### AIM OF THE EXERCISE:
Note each line in the data holding the string "white" and report it.

### DATA FOR THIS TASK:
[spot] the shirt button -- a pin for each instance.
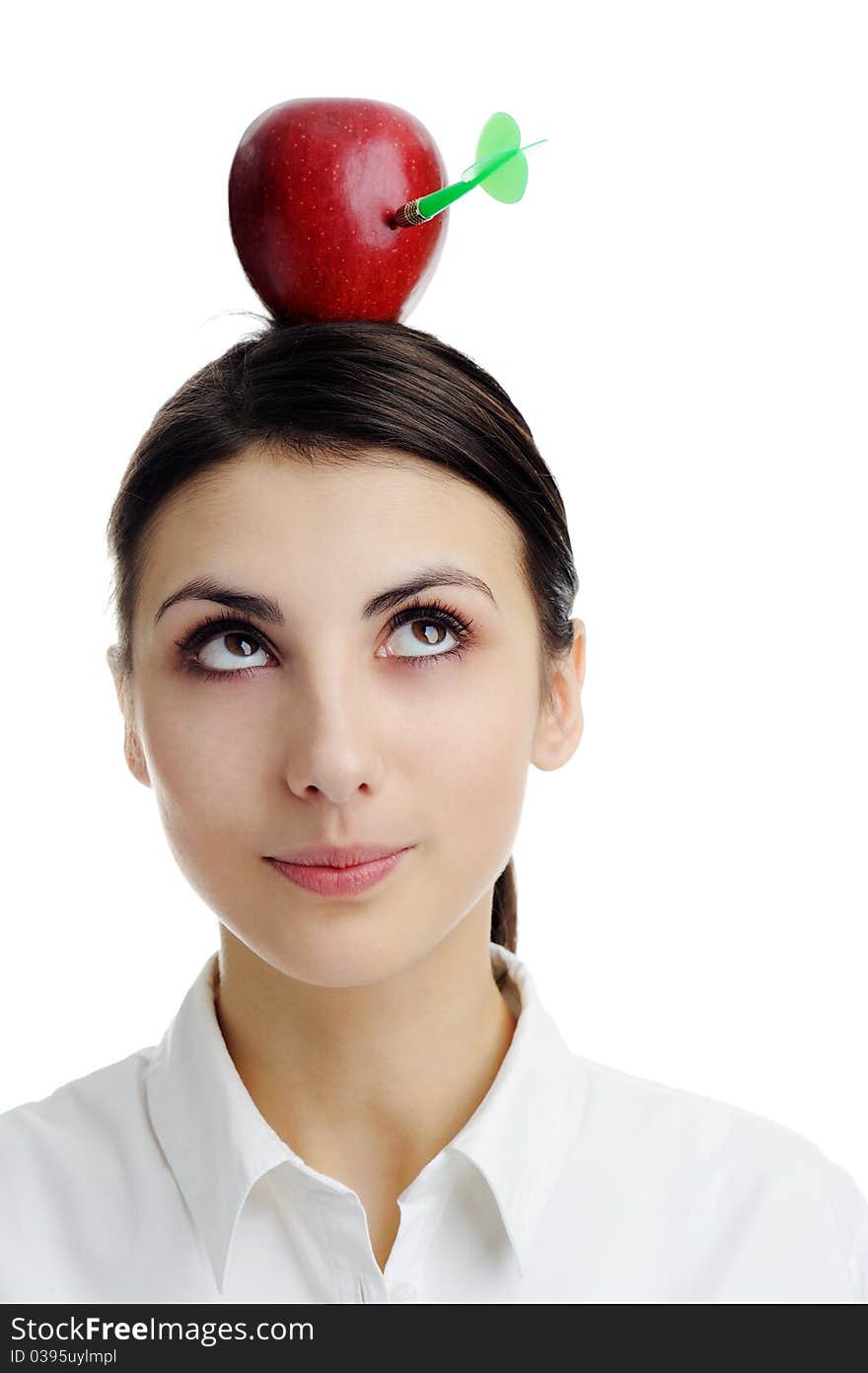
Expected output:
(402, 1292)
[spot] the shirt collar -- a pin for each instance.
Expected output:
(219, 1144)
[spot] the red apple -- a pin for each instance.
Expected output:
(312, 188)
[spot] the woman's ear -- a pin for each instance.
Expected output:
(132, 745)
(560, 724)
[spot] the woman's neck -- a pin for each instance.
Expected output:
(368, 1082)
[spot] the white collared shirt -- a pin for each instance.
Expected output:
(157, 1180)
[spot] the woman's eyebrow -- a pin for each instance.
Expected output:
(268, 610)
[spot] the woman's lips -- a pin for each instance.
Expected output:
(338, 882)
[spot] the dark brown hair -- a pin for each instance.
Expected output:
(326, 392)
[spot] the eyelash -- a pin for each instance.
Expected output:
(431, 612)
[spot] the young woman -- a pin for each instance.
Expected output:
(343, 585)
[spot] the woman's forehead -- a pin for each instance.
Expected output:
(283, 524)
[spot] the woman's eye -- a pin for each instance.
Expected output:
(419, 634)
(422, 637)
(244, 648)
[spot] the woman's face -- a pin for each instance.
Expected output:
(322, 729)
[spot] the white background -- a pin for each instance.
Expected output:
(679, 308)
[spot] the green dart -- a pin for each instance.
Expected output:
(500, 169)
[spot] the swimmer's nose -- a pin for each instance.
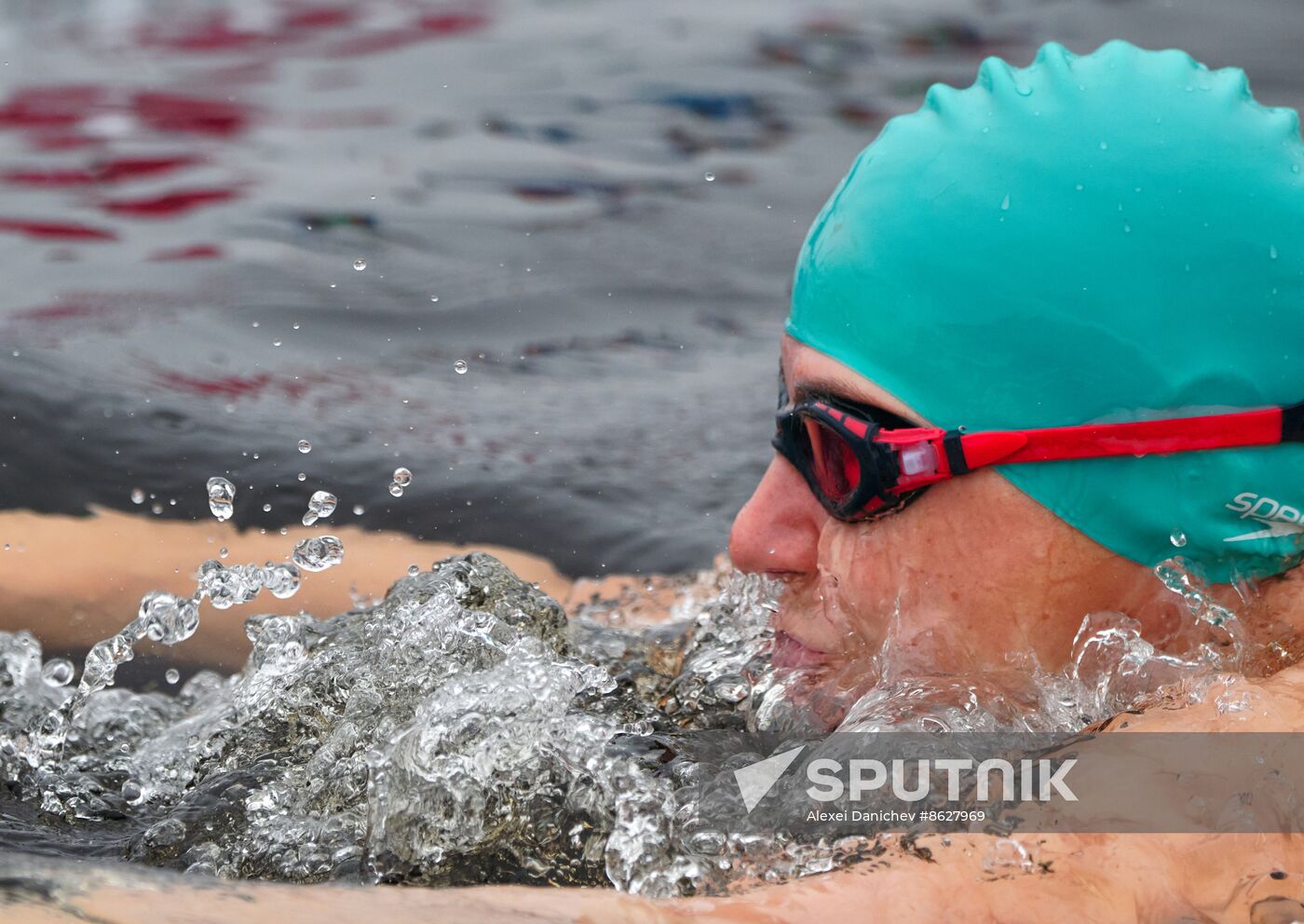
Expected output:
(778, 529)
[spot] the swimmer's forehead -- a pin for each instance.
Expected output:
(808, 372)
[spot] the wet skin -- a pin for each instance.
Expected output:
(978, 572)
(975, 574)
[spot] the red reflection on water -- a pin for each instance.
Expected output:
(172, 113)
(433, 25)
(224, 386)
(193, 251)
(169, 203)
(49, 106)
(104, 170)
(59, 231)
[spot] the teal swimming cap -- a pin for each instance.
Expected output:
(1104, 238)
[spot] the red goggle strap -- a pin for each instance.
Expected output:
(1094, 441)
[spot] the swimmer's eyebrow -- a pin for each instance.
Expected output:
(825, 387)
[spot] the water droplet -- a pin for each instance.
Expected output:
(319, 552)
(321, 505)
(169, 618)
(282, 580)
(222, 496)
(56, 673)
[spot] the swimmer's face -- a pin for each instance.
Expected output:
(980, 572)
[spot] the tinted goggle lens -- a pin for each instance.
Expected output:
(832, 460)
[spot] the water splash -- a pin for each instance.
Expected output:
(463, 730)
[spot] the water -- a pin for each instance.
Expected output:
(179, 196)
(463, 730)
(609, 222)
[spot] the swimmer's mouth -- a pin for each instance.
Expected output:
(792, 653)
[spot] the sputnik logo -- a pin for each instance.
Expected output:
(1281, 519)
(756, 780)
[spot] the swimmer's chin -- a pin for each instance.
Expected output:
(791, 652)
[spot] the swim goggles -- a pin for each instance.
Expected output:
(863, 463)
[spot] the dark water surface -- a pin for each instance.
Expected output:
(185, 188)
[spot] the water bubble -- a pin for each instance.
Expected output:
(227, 587)
(322, 503)
(169, 618)
(221, 498)
(319, 552)
(1007, 855)
(56, 672)
(283, 578)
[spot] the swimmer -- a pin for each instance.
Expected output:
(1106, 241)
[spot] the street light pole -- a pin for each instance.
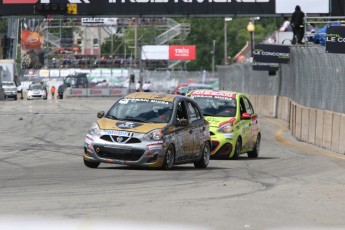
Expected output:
(251, 29)
(213, 56)
(226, 20)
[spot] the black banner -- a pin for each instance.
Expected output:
(265, 66)
(335, 39)
(270, 53)
(150, 8)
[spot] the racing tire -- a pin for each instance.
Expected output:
(205, 158)
(256, 150)
(169, 158)
(91, 164)
(238, 149)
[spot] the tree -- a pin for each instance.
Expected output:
(205, 30)
(3, 25)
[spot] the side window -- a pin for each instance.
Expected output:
(181, 111)
(248, 105)
(243, 106)
(193, 111)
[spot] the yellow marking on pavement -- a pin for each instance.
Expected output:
(280, 139)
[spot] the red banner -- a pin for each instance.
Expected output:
(19, 1)
(182, 53)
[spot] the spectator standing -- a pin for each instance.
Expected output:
(52, 90)
(286, 25)
(137, 87)
(297, 24)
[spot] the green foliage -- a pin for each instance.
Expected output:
(3, 25)
(205, 30)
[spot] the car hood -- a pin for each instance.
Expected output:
(215, 121)
(130, 126)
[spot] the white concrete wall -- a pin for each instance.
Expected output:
(322, 128)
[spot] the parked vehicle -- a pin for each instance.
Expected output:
(149, 129)
(233, 122)
(37, 91)
(181, 89)
(60, 91)
(10, 89)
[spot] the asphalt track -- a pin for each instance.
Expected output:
(45, 185)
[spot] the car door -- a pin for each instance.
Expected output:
(197, 128)
(245, 124)
(254, 126)
(184, 139)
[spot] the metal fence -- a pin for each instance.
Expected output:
(313, 78)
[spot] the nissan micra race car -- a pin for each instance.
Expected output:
(234, 125)
(149, 129)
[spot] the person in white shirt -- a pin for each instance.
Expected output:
(286, 25)
(137, 87)
(147, 86)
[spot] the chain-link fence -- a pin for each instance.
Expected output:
(313, 78)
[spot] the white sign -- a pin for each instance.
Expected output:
(155, 53)
(98, 21)
(307, 6)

### SOLUTION:
[spot] the white collared shirt -- a pin for each instance.
[spot] the white background -- a pin for each instance.
[spot] the white concrete wall -- a pin for each instance.
[spot] the person in white shirt -- a pin for each instance.
[spot] the white sign -- a pin for each instance.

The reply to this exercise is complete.